*GIVEN EXERCISE*
Render all of the data below as a two-column CSV with the headers request and answer. Give one row per request, with its text and its answer each in a single quoted field and line breaks replaced by spaces.

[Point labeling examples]
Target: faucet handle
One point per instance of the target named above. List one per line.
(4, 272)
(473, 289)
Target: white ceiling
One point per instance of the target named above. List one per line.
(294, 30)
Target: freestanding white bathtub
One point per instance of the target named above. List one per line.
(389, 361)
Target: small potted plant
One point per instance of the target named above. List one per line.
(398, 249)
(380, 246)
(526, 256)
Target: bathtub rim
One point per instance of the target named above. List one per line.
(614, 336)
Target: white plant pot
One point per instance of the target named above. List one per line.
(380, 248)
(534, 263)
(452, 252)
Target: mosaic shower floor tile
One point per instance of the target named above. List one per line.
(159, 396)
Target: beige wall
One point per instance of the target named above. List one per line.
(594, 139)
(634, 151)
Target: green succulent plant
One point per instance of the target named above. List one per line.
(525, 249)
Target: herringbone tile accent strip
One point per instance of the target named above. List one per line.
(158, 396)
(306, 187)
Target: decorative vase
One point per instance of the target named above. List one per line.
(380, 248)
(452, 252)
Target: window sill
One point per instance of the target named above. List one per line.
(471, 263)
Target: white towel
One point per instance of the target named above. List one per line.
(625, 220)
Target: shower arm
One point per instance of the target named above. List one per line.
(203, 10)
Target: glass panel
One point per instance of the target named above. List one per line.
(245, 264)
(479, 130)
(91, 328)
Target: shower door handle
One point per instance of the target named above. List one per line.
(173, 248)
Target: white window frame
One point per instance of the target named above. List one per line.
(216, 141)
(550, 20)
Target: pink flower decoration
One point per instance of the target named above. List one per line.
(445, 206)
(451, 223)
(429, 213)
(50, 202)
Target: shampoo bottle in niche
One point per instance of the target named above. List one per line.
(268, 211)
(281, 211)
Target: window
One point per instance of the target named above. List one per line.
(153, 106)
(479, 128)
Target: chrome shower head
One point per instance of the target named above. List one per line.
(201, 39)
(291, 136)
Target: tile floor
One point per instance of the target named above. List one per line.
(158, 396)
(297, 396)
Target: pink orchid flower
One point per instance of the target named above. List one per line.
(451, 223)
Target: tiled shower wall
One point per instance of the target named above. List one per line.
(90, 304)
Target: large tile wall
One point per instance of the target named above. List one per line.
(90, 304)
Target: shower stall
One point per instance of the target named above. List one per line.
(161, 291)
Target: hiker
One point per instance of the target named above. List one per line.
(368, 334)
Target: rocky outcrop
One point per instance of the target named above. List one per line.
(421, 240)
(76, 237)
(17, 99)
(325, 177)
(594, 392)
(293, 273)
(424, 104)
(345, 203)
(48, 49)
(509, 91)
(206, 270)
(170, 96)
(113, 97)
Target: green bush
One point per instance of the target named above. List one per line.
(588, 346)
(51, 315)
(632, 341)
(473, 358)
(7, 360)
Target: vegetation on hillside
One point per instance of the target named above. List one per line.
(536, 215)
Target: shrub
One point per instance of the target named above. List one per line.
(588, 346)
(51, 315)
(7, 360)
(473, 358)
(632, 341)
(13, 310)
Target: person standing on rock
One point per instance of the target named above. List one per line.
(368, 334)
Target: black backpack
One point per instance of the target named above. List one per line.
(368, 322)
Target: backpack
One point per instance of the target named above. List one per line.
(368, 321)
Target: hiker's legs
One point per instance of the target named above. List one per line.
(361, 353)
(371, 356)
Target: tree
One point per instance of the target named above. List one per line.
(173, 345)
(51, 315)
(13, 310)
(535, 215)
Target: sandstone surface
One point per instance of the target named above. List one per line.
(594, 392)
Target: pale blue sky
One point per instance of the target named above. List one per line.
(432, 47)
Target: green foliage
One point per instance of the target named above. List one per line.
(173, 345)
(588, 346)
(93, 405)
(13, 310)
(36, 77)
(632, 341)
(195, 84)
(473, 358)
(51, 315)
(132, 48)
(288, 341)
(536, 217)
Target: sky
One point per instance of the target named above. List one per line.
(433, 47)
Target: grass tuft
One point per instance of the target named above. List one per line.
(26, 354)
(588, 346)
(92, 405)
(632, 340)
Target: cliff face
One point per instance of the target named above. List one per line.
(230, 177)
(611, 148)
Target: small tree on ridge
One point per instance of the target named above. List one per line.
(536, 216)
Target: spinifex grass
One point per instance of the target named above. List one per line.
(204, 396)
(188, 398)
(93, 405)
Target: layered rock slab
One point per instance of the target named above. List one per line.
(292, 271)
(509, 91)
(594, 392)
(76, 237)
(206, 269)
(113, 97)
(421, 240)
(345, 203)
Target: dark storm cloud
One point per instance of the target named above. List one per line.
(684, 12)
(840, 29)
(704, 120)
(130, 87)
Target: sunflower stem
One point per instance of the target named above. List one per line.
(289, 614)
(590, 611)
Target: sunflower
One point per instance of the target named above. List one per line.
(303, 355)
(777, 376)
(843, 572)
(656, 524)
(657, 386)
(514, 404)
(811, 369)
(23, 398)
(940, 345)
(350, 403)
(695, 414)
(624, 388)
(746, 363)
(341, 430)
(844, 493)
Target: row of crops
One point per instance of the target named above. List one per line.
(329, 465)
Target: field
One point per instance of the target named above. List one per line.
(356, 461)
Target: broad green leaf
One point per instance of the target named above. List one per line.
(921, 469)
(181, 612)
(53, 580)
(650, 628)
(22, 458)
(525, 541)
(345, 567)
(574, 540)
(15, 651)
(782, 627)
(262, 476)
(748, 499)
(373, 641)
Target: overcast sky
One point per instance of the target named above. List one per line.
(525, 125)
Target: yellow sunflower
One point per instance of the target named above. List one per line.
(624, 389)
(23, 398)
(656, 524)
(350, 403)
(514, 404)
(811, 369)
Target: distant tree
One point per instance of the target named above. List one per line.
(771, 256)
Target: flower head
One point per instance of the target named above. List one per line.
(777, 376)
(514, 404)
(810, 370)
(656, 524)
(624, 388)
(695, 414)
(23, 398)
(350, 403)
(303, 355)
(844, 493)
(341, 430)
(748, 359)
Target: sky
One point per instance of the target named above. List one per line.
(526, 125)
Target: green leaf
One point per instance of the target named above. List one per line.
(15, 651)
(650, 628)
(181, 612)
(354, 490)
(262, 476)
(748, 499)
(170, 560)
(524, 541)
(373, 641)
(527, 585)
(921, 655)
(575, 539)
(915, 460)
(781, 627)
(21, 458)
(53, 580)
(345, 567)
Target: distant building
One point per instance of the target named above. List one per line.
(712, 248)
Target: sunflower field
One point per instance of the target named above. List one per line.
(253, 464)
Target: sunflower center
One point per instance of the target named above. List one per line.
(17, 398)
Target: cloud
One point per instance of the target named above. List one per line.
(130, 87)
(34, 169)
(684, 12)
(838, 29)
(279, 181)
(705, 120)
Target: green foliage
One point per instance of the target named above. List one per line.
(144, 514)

*SOLVED PROBLEM*
request,answer
"Target: faucet handle One point per instance of the target named above. List one per line.","(4, 272) (473, 289)"
"Target: white ceiling One point per instance of the target named above. List one per line.","(294, 30)"
"Target: freestanding white bathtub One point per instance of the target named above. List one per line.","(389, 361)"
"Target: small potted plant One point per instance of the target named above. List one per line.","(398, 249) (380, 246) (526, 256)"
"Target: bathtub rim One point per instance of the target named above. List one per line.","(614, 336)"
"Target: white plant pot One point per instance of the target named above. List one per line.","(380, 248) (534, 263) (452, 252)"
"Target: mosaic shower floor tile One point per instance of the target named above. List one per line.","(159, 396)"
"Target: beige wall One point per instance of the target named above. List one per line.","(594, 139) (634, 151)"
"Target: green succulent plant One point per instance of the target named above. List one per line.","(525, 249)"
"Target: herringbone tile accent strip One point per instance of the target named above. List one per line.","(158, 396) (306, 187)"
"Target: decorative vase One point per instance of the target named above. List one per line.","(380, 248) (452, 252)"
"Target: window sill One point per instance of the target named above. List one per line.","(471, 263)"
"Target: white towel One point per instance of the target named above. List one per line.","(625, 220)"
"Target: shower arm One point per instance of the target named above. List one per line.","(203, 10)"
"Target: glass panel One point per instance of the target named above. List one per line.","(245, 264) (479, 130) (91, 328)"
"Target: shower door handle One point per instance of the target named above. List one per line.","(173, 248)"
"Target: white window frame One point per instance of the target named above. List one per line.","(216, 141) (550, 20)"
"Target: pink flower decoration One point per instance of the target named above. List one per line.","(445, 206) (451, 223) (429, 213) (50, 202)"
"Target: shampoo bottle in niche One point per instance of the target named above. List one per line.","(268, 211) (281, 211)"
"Target: window One point per instance of the target named above. List one per line.","(153, 106) (479, 128)"
"Target: chrome shower head One point per instance of the target named above. List one per line.","(201, 39) (291, 136)"
"Target: tile floor One point per instance of the target named above. List one per line.","(158, 396) (297, 396)"
"Target: pink orchid flower One point per instance of the target named above. List one per line.","(451, 223)"
"Target: tiled shower wall One point per instance of the target named above. List one per line.","(90, 304)"
"Target: large tile wall One point per instance of the target named above. List one per line.","(90, 304)"
"Target: shower stall One point per instance of the target named above. List one per line.","(161, 291)"
"Target: hiker One point per instance of the target named above. List one per line.","(368, 334)"
"Target: rocky outcrop One point per instance of the target named above. List one per line.","(421, 240) (76, 237) (17, 99) (325, 177) (594, 392) (293, 273) (424, 104) (345, 203) (48, 49) (509, 91) (206, 270) (170, 96) (113, 97)"
"Target: green bush One point per instance of the target named above. List one per line.","(588, 346) (51, 315) (632, 341) (473, 358) (7, 360)"
"Target: vegetation on hillside One point per instance of the target named above. List one per line.","(536, 215)"
"Target: shrub One point per instance of the target named above. List one per line.","(588, 346) (51, 315) (7, 360) (473, 358) (632, 341) (13, 310)"
"Target: person standing on rock One point per instance of the target named above. List one per line.","(368, 334)"
"Target: black backpack One point per instance of the target named above. List one per line.","(368, 322)"
"Target: backpack One point per instance of the target named above. List one per line.","(368, 321)"
"Target: hiker's legs One point per instance of the target named above. List one per line.","(361, 353) (371, 356)"
"Target: tree One point per instance of the target named above. List one per line.","(173, 345) (51, 315) (13, 310) (535, 215)"
"Target: sandstone surface One point per instance of the target named above. List one per line.","(594, 392)"
"Target: pale blue sky One point per instance of the target named above. List one per line.","(432, 47)"
"Target: green foliage One point per instance of the target named above. List one per line.","(173, 345) (588, 346) (93, 405) (13, 310) (36, 77) (632, 341) (195, 84) (473, 358) (51, 315) (132, 48) (288, 341) (536, 217)"
"Target: sky One point per instance of the target named above. List one per line.","(433, 47)"
"Target: grass tuft One point per instance of the target named above. List one per line.","(26, 354) (588, 346) (92, 405) (632, 340)"
"Target: cliff face One point per instance of the target named above. List one per line.","(230, 177) (611, 148)"
"Target: small tree on ridge One point per instance of the target named above. List one per line.","(536, 216)"
"Target: spinifex grass One point per instance of the target named above. List one per line.","(204, 396) (188, 398) (93, 405)"
"Target: layered rock slab One point per instance of the target named above. List one per line.","(292, 271) (509, 91) (594, 392) (76, 237) (206, 269) (113, 97) (421, 240) (345, 203)"
"Target: dark storm cloud One point per instance of the target named above. List one per line.","(684, 12) (840, 29) (704, 120) (130, 87)"
"Target: sunflower stem One point per instance of the target named above. List one per line.","(289, 614) (590, 611)"
"Target: sunflower One point per instance of the target named above. List one per line.","(303, 355) (777, 376) (843, 572) (656, 524) (657, 386) (514, 404) (811, 369) (23, 398) (940, 345) (350, 403) (695, 414) (624, 388) (746, 363) (341, 430) (844, 493)"
"Target: row of crops One point per instance of the target named above. List one per line.","(329, 465)"
"Target: field One point per instance of the target named above. List one per line.","(356, 461)"
"Target: broad green leaf One point per instance of the target named above. List one per line.","(921, 469) (181, 612) (53, 580) (650, 628) (22, 458) (525, 541) (345, 567) (574, 540) (15, 651) (782, 627) (262, 476) (748, 499) (373, 641)"
"Target: overcast sky One point per instance of the target named above. List one per line.","(525, 125)"
"Target: yellow sunflower One point per instance of the target named above. List one per line.","(624, 389) (23, 398) (656, 524) (350, 403) (514, 404) (811, 369)"
"Target: distant tree One point per instance of the target named above. List one per line.","(771, 256)"
"Target: flower head One point per instance of the target named above. List one per line.","(777, 376) (514, 404) (810, 370) (656, 524) (624, 388) (695, 414) (23, 398) (350, 403) (303, 355) (844, 493) (341, 430) (748, 359)"
"Target: sky One point per instance of the target named above. List one per line.","(526, 125)"
"Target: green leaf One point per instance of the target named above. List one per line.","(15, 651) (650, 628) (181, 612) (354, 490) (262, 476) (748, 499) (170, 560) (524, 541) (373, 641) (527, 585) (921, 655) (575, 539) (915, 460) (781, 627) (21, 458) (53, 580) (345, 567)"
"Target: distant building One point per instance of the target named above. List one per line.","(712, 248)"
"Target: sunflower field One point per instance of the target named above. List one per line.","(253, 464)"
"Target: sunflower center One point per instance of the target named above. List one per line.","(17, 398)"
"Target: cloud One point per instance of the target named above. List one per line.","(130, 87) (34, 169) (684, 12) (838, 29) (279, 181) (705, 120)"
"Target: green foliage One point per instance of the target named above. List one per line.","(144, 514)"